* _Okuma Parçası_:

<<<<

ES-SELAM! Bizleri her türlü tehlikelerden selamete çıkaran Sensin. Hz. Yunus Peygamberi balığın karnından sahile çıkarttığın gibi bizi de selamete çıkar. Sana olan güvenimizi ve inancımızı bizde çok eyle. Seni unutup esbabı kutsamayı biz inananlarda yok eyleyiver.
El- MÜ’MİN! Kendisine sığınanlara güven veren, en büyük nimet olan iman nimetiyle bizi şereflendiren, dünyanın neresinde olursak olalım bize inşirah veren Sensin. Sana olan imanımızı, güvenimizi çok eyle. İçimizdeki kaygı, korku, endişe, evhamı yok eyleyiver.
El- MÜHEYMİN! Bizleri gözetip koruyan, gören, her şeyimizden haberdar olan sensin. Senin bizi her yerde her an gördüğün şuurunu çok eyle. İnsanlar görmüyor ya görevliler, sorumlular görmüyor ya diyenlerimizi az eyleyiver.
EL- AZİZ! Değerli, şerefli, güçlü olan Sensin; biz inananlardaki izzet ve şeref sendendir. Biz Müslümanlardaki birlik ve beraberliği, başarı ve izzeti çok eyle. Ayrılığı, ümitsizliği, tembelliği, zilleti yok eyleyiver.
El- CEBBÂR! Eksiklikleri tamamlayan, dilediğini zorla yaptırma gücüne sahip olan sensin. Kâinattaki bulut, yağmur, güneş, gece, gündüz, bitkiler, hayvanlar, canlı cansız senin hükmüne boyun eğmiştir. Sana olan itaatimizi ve tamamladığın eksiklerimizi çok eyle. İtaatsizliğimizi yok eyleyiver.
EL- MÜTEKEBBİR! Büyüklükte dengi olmayan en büyük, en yüce Sensin. Büyüklüğünü anlama basiretimizi, firâsetimizi çok eyle. Acizliğimizi ve fakrımızı anlama gücümüzü çok; Senin sevmediğin ve Senden uzaklaşmamıza neden olan kibir ve enaniyeti yok eyleyiver.
EL- HÂLIK! Dünyadaki her şeyin yaratıcısı Sensin. Kâinattaki yarattığın eşsiz eserlerini görmedeki uyanıklığımızı çok eyle. Yarattığın eserlerde Seni görememe, Sana ulaşamama, Seni tefekkür edememe gafletimizi yok eyleyiver.
EL- BARİ! Yarattığın her şeyi emsalsiz, ahenk ve uyum içinde yaratan Sensin. Yediğimiz meyve ve sebzeye farklı renk ve koku veren Sensin. Bu ahenk ve uyumu görmedeki anlayışımızı çok eyle. Bakar körlüğümüzü ve tefekkür etmeden geçen günlerimizi yok eyleyiver.

>>>>

* _Görev 1_:
Okuma parçasında her paragrafın başında seslenilen ilahi isimleri, metindeki yazılışlarıyla ve geçtikleri sırayla yaz.

* _Verilen Veriler_:
<<<<

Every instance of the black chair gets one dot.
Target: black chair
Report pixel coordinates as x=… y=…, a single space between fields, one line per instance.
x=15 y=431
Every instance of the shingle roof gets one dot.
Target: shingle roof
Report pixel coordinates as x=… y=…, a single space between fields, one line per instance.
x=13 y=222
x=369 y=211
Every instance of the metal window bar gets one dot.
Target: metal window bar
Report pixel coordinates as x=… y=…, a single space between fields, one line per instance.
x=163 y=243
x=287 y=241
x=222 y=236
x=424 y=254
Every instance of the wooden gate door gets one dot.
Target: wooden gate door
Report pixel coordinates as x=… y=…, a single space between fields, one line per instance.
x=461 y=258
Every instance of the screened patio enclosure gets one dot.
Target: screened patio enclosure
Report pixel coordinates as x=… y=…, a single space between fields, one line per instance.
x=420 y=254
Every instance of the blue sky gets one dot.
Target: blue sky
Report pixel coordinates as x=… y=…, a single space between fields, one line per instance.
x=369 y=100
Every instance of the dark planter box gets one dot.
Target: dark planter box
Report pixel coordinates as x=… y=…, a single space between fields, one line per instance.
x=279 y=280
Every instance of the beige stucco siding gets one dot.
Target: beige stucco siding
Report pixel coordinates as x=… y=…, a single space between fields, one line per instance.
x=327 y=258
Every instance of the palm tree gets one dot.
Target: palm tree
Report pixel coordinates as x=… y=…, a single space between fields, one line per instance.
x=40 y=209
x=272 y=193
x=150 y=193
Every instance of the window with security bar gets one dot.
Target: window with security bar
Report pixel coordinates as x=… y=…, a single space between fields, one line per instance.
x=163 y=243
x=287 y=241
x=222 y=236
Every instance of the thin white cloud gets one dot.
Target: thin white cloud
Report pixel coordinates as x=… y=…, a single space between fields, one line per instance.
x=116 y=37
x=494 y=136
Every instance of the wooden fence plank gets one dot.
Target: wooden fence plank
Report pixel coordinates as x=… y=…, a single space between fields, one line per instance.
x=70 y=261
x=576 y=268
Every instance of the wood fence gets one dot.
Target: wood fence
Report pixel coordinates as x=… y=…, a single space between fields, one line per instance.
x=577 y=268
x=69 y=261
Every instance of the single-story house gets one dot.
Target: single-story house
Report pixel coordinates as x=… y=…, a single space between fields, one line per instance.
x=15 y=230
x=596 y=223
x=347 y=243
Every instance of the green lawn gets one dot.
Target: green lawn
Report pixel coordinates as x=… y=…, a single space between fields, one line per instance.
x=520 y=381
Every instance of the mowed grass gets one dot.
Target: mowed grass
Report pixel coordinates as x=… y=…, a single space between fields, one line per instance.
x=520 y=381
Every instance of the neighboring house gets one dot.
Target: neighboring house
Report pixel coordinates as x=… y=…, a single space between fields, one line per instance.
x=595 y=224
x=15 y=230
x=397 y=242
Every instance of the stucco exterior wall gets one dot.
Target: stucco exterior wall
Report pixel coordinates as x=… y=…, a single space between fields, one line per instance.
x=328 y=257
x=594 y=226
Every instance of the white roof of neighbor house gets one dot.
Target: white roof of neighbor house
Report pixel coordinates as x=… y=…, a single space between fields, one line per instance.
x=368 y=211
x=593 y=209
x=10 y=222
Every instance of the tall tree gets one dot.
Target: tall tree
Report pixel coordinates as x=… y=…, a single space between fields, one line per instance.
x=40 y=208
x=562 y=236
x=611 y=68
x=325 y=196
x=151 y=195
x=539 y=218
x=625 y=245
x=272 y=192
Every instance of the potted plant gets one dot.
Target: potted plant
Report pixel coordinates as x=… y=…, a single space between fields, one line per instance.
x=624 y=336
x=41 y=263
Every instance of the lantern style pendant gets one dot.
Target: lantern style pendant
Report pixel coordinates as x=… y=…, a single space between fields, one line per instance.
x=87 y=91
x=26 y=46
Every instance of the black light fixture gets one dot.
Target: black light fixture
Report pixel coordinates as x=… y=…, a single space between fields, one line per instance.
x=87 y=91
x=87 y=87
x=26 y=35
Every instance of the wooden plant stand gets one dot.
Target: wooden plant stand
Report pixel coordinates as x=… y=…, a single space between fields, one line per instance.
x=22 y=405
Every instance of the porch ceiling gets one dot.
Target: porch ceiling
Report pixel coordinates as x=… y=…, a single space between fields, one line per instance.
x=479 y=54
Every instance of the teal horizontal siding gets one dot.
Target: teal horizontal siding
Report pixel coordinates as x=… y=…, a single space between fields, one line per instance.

>>>>

* _Görev 2_:
Lütfen yukarıdaki listede "Every instance of the black light" ifadesini içeren satırdan başlayıp listenin sonunda biten satırları, her satır bir dize olacak şekilde bir JSON dize listesine dönüştür; boş satırları dahil etme.

* _Çıktı 1_:
ES-SELAM
El- MÜ’MİN
El- MÜHEYMİN
EL- AZİZ
El- CEBBÂR
EL- MÜTEKEBBİR
EL- HÂLIK
EL- BARİ

* _Çıktı 2_:
[
  "Every instance of the black light fixture gets one dot.",
  "Target: black light fixture",
  "Report pixel coordinates as x=… y=…, a single space between fields, one line per instance.",
  "x=87 y=91",
  "x=87 y=87",
  "x=26 y=35",
  "Every instance of the wooden plant stand gets one dot.",
  "Target: wooden plant stand",
  "Report pixel coordinates as x=… y=…, a single space between fields, one line per instance.",
  "x=22 y=405",
  "Every instance of the porch ceiling gets one dot.",
  "Target: porch ceiling",
  "Report pixel coordinates as x=… y=…, a single space between fields, one line per instance.",
  "x=479 y=54",
  "Every instance of the teal horizontal siding gets one dot.",
  "Target: teal horizontal siding",
  "Report pixel coordinates as x=… y=…, a single space between fields, one line per instance."
]